#### WHAT YOU WILL DO
1. Please reproduce the passage on US military training abroad, from "A recent example, which" up to and including "national interests.".
2. Answer these questions using the passage on US military training abroad:
(a) How much has the US provided to Mexico for arms and training since 1995?
(b) Where did GAFE units take courses?
(c) How many civilians were killed in the Acteal massacre?
3. Pick up the passage on US military training abroad after its final sentence and keep writing it.

#### EXCERPT PROVIDED
A recent example, which at least has sparked some outrage, is US training of 
Indonesian commandos accused of torturing and killing civilians. Despite a 
congressional ban, the Pentagon exploited a legal loophole allowing human 
rights training to provide instruction in demolitions, sniper techniques, 
psychological operations, and "military operations in urban terrain." The 
targets include workers who've lost their jobs during the country's economic 
crisis, students opposing President Suharto's military-dominated regime, and 
East Timorese who want independence. Nevertheless, the Clinton administration 
defends its actions as "engagement with an important country" that serves US 
national interests.

Less publicized, but equally deadly, is US involvement in the low-intensity 
war being waged in Mexico. Under the guise of anti-drug operations, the US 
has provided $50 million to Mexico for arms and training since 1995. This 
includes the US training of the Air-Mobile Special Forces Group (GAFE), 
created in direct response to the 1994 rebellion in Chiapas. 

After courses at Fort Bragg, GAFE units have gone on to kidnap, torture, and 
kill opponents of the government. Wearing hoods, they enter homes in the 
middle of the night to surprise their targets, and raid hotels and 
restaurants without presenting search warrants. Although responsibility for 
the massacre of 45 civilians in Acteal last December hasn't yet been directly 
traced to GAFE, that incident also reflects counter-insurgency lessons 
learned at the School of the Americas (SOA) in Georgia and other US training 
centers. 

In the new documentary, Father Roy: Inside the School of Assassins, Roy 
Bourgeois, a Maryknoll priest who's spent the last two decades trying to 
close the SOA, points out that the insurgents under attack are usually 
reformers, human rights workers, and peasants who oppose repressive 
governments. Despite platitudes about human rights, the US continues to 
pursue the same agenda that marked its past intervention in Latin America and 
Southeast Asia - making the world "safe" for corporate exploitation.

#### DATA PROVIDED
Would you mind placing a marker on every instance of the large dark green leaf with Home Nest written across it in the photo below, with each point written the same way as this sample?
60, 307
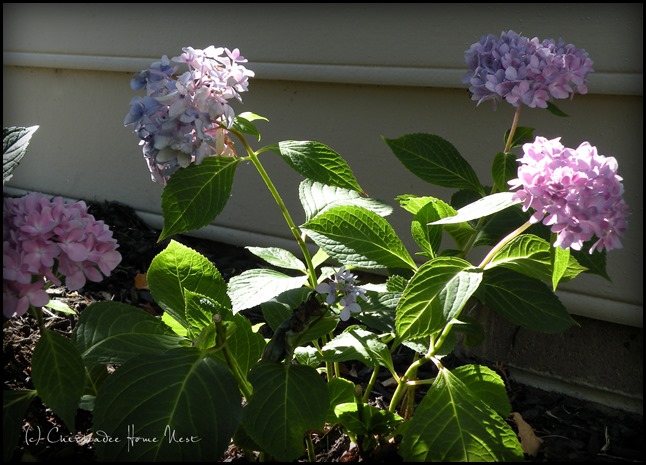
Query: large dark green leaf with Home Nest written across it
180, 406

#### ANSWERS TO THIS EXERCISE
1.
A recent example, which at least has sparked some outrage, is US training of 
Indonesian commandos accused of torturing and killing civilians. Despite a 
congressional ban, the Pentagon exploited a legal loophole allowing human 
rights training to provide instruction in demolitions, sniper techniques, 
psychological operations, and "military operations in urban terrain." The 
targets include workers who've lost their jobs during the country's economic 
crisis, students opposing President Suharto's military-dominated regime, and 
East Timorese who want independence. Nevertheless, the Clinton administration 
defends its actions as "engagement with an important country" that serves US 
national interests.

2.
(a) $50 million
(b) Fort Bragg
(c) 45

3.
And just as in the past, what we read or hear these days about US 
intervention is only the tip of the iceberg. Unfortunately, the emergence of 
24-hour news and the information superhighway promotes the illusion that 
there are no secrets left. In reality, however, for the last 15 years the CIA 
has effectively used the National Endowment for Democracy as a cover to fund 
hundreds of so-called non-governmental organizations as fronts for its 
operations, particularly in Africa and Latin America. Declaring Islamic 
fundamentalism the post-communist global menace, it also runs covert 
operations in places such as Libya, Iran, and the Sudan.

Not long ago, the Council on Foreign Relations suggested that the CIA should 
be allowed to use use journalists and clergy as cover - as if they don't 
already. There also are clear signs that the Agency is moving into economic 
intelligence and computer-age information warfare. 

On the other hand, growing public skepticism about the accuracy of news 
reports - not to mention the need to start another war with Iraq - suggest 
that not everything's going as the military-intelligence establishment would 
like. The public may not know the whole story yet. But the more they learn, 
the less they're willing to swallow the official line.